**Task to carry out:** Report every line in the listing below that contains the word "green".

**Raw data:**
"""

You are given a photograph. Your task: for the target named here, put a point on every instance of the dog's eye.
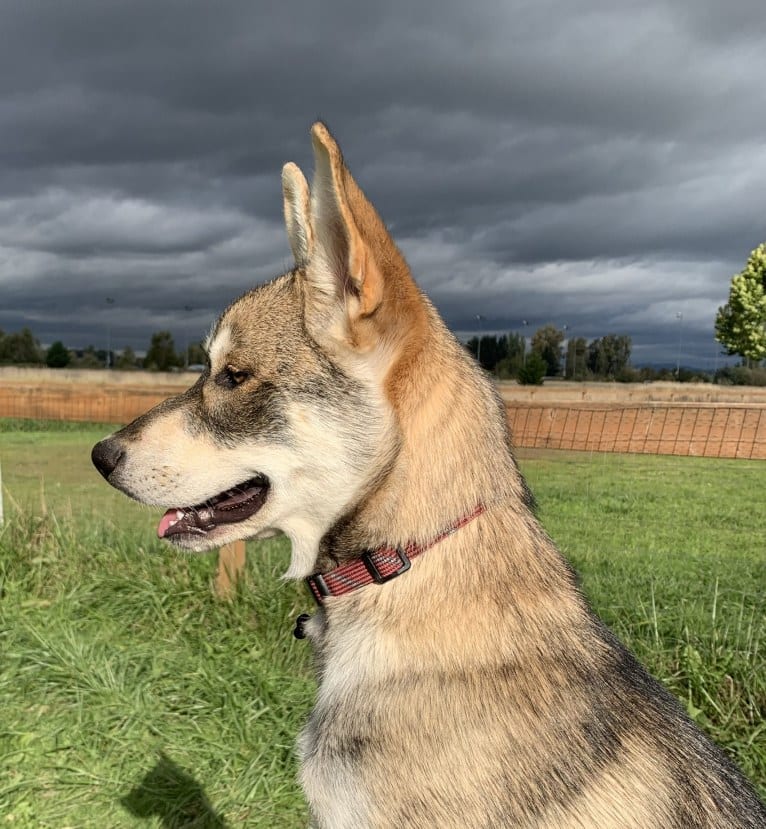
(231, 377)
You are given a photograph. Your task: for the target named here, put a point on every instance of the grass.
(131, 697)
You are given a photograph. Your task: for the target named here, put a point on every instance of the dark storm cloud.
(578, 162)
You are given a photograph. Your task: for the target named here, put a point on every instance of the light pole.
(478, 318)
(108, 361)
(188, 309)
(680, 318)
(524, 353)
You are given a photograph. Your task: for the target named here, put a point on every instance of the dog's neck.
(447, 412)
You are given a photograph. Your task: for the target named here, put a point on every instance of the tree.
(161, 355)
(57, 356)
(740, 325)
(510, 365)
(127, 360)
(576, 360)
(546, 341)
(608, 356)
(20, 347)
(533, 370)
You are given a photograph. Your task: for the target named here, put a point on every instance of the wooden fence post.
(231, 562)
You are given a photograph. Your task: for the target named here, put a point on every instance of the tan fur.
(478, 689)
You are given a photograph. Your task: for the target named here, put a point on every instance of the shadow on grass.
(174, 796)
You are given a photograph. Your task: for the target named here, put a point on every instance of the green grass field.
(131, 697)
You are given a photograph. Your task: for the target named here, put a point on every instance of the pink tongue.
(167, 519)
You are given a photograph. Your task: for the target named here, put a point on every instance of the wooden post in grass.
(231, 562)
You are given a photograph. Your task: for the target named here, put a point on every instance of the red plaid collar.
(377, 566)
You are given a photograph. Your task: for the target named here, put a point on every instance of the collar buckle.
(384, 558)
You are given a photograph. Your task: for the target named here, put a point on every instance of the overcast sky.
(595, 164)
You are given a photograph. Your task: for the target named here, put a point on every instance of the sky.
(593, 164)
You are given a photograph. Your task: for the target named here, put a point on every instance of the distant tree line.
(22, 348)
(507, 356)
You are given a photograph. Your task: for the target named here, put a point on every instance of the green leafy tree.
(740, 325)
(510, 365)
(546, 342)
(88, 358)
(533, 370)
(161, 355)
(20, 347)
(127, 360)
(608, 356)
(57, 356)
(576, 360)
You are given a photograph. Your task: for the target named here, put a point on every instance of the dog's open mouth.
(236, 504)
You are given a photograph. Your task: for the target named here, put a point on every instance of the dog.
(463, 680)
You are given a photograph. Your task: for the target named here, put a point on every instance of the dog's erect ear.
(345, 263)
(297, 205)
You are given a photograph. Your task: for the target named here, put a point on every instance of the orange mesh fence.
(718, 430)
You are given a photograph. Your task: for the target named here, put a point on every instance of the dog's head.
(295, 416)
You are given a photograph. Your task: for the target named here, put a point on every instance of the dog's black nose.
(106, 455)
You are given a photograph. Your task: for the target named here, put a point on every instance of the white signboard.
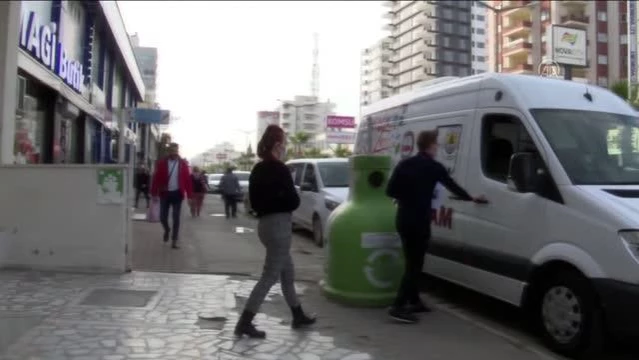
(340, 137)
(569, 46)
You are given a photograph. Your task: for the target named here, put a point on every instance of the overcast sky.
(222, 61)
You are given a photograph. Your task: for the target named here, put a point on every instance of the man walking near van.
(171, 182)
(412, 185)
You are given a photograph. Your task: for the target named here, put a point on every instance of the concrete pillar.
(9, 32)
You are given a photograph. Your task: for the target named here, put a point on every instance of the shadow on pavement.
(503, 315)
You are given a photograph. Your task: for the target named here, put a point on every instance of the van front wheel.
(569, 316)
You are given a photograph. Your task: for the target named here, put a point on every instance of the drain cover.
(118, 298)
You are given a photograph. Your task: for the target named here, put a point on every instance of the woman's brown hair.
(272, 135)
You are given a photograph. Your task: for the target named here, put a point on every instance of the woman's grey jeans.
(275, 233)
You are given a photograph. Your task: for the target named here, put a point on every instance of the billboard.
(569, 46)
(340, 122)
(340, 137)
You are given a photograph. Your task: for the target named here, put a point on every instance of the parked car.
(214, 183)
(323, 186)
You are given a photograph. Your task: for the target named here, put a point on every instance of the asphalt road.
(216, 245)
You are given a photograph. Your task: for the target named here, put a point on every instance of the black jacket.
(413, 183)
(271, 188)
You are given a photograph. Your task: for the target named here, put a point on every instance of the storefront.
(69, 82)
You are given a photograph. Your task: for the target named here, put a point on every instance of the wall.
(9, 29)
(50, 220)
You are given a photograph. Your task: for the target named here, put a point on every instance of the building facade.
(479, 52)
(375, 77)
(75, 73)
(524, 37)
(264, 119)
(430, 39)
(147, 60)
(305, 114)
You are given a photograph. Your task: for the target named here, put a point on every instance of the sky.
(220, 62)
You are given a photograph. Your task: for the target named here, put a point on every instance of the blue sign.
(41, 41)
(149, 116)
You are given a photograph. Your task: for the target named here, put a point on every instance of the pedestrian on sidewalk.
(141, 183)
(230, 189)
(171, 182)
(412, 185)
(273, 197)
(199, 185)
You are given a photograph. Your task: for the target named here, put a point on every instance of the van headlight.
(631, 240)
(331, 204)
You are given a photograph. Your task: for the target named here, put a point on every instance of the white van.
(323, 186)
(559, 163)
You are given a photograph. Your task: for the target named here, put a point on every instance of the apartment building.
(305, 114)
(430, 39)
(375, 72)
(479, 51)
(524, 36)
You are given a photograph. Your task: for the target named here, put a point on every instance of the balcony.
(517, 28)
(580, 21)
(520, 69)
(521, 46)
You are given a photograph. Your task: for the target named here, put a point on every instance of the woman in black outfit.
(273, 198)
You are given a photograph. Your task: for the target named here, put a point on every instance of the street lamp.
(497, 11)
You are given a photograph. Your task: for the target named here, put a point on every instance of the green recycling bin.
(363, 256)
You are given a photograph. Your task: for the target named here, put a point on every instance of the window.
(602, 16)
(602, 37)
(623, 39)
(309, 175)
(594, 148)
(602, 59)
(502, 136)
(296, 172)
(335, 174)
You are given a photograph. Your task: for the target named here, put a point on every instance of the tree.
(299, 141)
(621, 89)
(342, 151)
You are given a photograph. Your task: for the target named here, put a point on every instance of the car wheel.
(569, 316)
(318, 232)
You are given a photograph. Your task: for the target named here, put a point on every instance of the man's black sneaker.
(403, 316)
(419, 308)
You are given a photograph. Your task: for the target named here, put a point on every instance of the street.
(213, 244)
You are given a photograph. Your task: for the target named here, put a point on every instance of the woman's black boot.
(245, 326)
(300, 319)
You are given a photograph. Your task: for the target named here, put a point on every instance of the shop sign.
(41, 41)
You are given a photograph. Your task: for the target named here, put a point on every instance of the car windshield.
(595, 148)
(242, 176)
(335, 174)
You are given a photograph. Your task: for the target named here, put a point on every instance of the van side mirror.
(522, 173)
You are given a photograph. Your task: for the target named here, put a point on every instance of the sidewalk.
(155, 316)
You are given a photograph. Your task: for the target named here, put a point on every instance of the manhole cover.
(242, 230)
(139, 217)
(118, 298)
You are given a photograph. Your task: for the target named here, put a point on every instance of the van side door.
(501, 237)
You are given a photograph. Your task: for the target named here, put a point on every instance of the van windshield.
(335, 174)
(595, 148)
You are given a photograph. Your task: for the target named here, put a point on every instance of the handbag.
(153, 212)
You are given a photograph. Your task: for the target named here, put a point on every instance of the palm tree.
(299, 141)
(342, 151)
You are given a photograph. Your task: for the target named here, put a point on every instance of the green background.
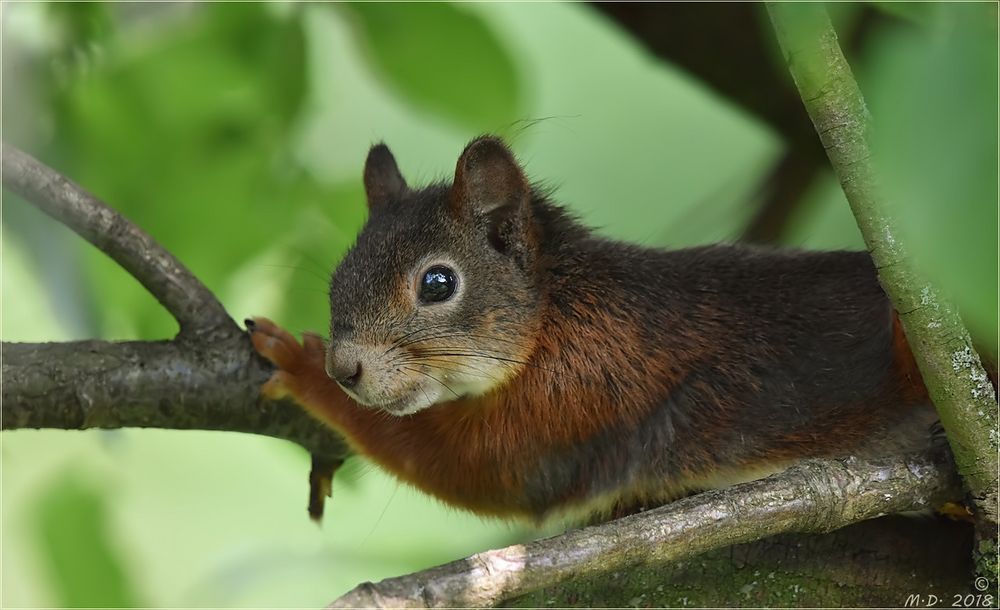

"""

**Exercise answer:**
You are given a photograph. Your task: for the target named here, put a point on every instance of the green grass field.
You are given a photograph. Your task: for the target named here, put a point on every instance of the green leafy tree.
You are given a photograph. Your task: for the target named here, put a point on every instance of the green recycling bin.
You are given a photograph. Your task: for the target named here, put a point on every instance of the green background.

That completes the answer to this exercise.